What is needed —
Return the stretch of the records that begins with the line containing "Identify every grassy hill" and ends with the line containing "[412,28,480,268]", both lines included, reproducing each line unchanged.
"""
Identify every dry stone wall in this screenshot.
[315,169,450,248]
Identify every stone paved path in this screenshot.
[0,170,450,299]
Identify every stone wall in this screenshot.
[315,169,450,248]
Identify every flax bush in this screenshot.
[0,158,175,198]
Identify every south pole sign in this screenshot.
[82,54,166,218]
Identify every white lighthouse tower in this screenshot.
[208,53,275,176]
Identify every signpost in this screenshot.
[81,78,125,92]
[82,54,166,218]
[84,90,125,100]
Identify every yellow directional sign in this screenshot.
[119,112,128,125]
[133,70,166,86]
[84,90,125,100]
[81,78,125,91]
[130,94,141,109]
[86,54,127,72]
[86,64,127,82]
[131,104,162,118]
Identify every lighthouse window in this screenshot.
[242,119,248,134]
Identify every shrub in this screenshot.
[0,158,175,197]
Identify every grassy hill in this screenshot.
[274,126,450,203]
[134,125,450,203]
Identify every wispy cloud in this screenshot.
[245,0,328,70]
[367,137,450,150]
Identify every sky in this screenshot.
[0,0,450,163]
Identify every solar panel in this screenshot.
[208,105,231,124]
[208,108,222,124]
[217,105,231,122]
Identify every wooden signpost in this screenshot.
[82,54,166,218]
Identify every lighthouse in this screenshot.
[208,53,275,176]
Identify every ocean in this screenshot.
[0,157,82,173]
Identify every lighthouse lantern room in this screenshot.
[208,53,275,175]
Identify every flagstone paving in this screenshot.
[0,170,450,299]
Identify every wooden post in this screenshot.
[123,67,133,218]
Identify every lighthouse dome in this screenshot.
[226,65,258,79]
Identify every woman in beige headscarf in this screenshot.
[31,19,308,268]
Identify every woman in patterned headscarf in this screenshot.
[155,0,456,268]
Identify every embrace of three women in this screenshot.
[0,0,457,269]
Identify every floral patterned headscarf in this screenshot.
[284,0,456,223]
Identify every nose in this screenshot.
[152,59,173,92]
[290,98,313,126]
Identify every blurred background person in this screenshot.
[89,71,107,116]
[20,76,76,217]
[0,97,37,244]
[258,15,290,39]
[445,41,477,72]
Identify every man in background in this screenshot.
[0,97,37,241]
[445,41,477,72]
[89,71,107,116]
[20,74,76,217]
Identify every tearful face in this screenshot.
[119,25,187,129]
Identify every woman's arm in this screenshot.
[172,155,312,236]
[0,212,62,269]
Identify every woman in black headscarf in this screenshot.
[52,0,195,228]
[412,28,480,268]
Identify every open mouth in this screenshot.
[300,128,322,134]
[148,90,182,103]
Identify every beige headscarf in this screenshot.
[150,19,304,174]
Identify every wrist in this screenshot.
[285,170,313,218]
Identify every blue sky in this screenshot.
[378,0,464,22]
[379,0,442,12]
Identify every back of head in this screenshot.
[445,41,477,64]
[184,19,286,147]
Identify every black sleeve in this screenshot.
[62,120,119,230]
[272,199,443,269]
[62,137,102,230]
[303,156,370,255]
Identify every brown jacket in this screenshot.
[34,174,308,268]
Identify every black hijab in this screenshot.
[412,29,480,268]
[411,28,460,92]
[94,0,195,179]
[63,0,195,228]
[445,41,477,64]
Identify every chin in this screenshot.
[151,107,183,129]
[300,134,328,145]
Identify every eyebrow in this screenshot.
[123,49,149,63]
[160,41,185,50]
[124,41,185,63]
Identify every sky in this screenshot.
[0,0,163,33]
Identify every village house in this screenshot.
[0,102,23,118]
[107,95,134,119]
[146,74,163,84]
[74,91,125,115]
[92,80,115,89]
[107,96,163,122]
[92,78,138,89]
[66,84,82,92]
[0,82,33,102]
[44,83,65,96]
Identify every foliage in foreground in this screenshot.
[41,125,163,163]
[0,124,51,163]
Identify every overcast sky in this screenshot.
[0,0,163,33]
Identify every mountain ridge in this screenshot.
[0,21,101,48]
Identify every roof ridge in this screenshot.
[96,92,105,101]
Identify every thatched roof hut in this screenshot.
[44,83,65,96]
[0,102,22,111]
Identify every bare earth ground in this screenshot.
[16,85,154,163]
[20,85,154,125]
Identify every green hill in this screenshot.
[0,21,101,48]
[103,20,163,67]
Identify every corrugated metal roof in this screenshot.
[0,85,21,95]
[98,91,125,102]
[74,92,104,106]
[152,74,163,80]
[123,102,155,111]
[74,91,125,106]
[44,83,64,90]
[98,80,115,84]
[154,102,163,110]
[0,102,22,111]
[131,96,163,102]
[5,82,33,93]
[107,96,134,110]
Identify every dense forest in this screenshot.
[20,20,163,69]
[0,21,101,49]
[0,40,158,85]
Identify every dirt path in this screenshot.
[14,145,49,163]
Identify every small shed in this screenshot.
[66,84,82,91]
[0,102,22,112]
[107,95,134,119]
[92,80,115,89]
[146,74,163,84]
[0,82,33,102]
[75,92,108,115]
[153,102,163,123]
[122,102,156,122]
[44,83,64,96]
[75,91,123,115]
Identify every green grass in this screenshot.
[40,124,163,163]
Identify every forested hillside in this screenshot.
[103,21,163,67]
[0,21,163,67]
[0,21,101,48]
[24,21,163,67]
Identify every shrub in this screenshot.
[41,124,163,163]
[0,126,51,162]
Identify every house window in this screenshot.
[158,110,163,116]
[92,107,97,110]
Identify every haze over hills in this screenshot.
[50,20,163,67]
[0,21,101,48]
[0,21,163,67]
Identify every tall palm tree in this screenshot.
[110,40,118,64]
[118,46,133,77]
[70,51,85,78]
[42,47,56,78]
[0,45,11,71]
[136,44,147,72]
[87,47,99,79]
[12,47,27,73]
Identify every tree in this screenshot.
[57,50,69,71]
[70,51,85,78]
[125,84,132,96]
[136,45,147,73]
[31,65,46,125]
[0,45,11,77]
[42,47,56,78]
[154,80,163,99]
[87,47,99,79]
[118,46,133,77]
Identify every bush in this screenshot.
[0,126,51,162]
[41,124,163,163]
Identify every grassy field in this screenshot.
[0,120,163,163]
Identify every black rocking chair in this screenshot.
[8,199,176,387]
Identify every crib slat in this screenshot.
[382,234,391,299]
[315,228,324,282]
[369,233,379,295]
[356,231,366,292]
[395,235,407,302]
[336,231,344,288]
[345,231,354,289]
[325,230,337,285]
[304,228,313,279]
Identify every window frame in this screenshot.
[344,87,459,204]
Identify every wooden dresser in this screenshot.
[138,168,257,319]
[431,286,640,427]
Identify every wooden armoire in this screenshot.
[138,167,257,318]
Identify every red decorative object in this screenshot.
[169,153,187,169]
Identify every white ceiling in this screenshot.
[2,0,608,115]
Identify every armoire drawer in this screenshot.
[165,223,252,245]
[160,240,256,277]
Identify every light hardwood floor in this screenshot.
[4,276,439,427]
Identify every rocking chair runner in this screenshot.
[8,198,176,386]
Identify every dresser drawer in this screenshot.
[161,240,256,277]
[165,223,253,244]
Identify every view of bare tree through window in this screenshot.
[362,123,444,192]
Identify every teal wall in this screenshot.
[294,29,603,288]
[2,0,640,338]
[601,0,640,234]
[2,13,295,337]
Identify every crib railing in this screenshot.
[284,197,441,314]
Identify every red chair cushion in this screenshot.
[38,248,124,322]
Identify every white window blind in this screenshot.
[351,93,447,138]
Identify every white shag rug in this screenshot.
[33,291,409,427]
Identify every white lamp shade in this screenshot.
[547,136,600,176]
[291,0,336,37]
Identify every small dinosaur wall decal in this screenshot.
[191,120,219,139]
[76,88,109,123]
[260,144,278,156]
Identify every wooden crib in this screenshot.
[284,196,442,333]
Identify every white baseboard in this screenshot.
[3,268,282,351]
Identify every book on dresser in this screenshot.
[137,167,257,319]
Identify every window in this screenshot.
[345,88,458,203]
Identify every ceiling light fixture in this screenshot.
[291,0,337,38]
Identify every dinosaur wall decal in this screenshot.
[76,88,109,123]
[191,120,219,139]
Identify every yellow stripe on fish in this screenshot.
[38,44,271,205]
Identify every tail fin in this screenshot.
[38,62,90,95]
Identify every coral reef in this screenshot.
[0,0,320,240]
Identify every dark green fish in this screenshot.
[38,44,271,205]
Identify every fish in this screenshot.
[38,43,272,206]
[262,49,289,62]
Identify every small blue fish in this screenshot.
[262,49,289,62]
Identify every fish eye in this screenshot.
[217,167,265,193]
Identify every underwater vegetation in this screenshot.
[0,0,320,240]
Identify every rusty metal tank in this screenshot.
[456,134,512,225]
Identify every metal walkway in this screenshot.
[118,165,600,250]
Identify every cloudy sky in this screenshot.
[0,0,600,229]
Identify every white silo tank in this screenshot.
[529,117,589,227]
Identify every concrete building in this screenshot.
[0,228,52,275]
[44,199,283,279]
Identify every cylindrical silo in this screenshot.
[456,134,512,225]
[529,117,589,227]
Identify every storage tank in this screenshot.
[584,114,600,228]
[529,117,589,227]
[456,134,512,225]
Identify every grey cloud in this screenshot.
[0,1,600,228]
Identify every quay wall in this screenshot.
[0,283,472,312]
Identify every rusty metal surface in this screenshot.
"""
Finished task —
Identify every grassy hill in this screenshot.
[274,126,450,203]
[134,125,450,203]
Identify every wispy cloud in this screenshot.
[245,0,328,70]
[367,137,450,150]
Identify every sky in this screenshot.
[0,0,450,163]
Identify every solar panel in this screenshot.
[208,105,231,124]
[208,108,222,124]
[217,105,231,122]
Identify every wooden signpost in this screenshot.
[82,54,166,218]
Identify every lighthouse in this screenshot.
[208,53,275,176]
Identify every ocean in this screenshot.
[0,157,82,173]
Identify every lighthouse lantern room in this screenshot.
[208,53,275,175]
Identify every flagstone paving in this screenshot.
[0,170,450,299]
Identify every wooden post in this screenshot.
[123,67,133,218]
Identify every lighthouse dome in this screenshot.
[226,65,258,79]
Identify every woman in beige headscarf in this screenshot.
[31,19,308,268]
Identify every woman in patterned headscarf in this screenshot.
[155,0,456,268]
Identify every embrace of three women in this screenshot.
[0,0,457,269]
Identify every floral patterned headscarf in this screenshot.
[284,0,456,223]
Identify every nose in this screenshot.
[152,59,173,92]
[290,98,313,126]
Identify every blurred background person in this screenshot.
[89,71,107,116]
[20,76,76,217]
[0,97,37,244]
[258,15,290,39]
[445,41,477,72]
Identify every man in background in this screenshot.
[0,97,37,241]
[445,41,477,72]
[89,71,107,116]
[20,74,76,217]
Identify every tearful face in this screenshot.
[119,25,187,129]
Identify every woman's arm in this screenshot.
[172,155,312,236]
[0,212,62,269]
Identify every woman in black headscarf in this screenshot.
[52,0,195,228]
[412,28,480,268]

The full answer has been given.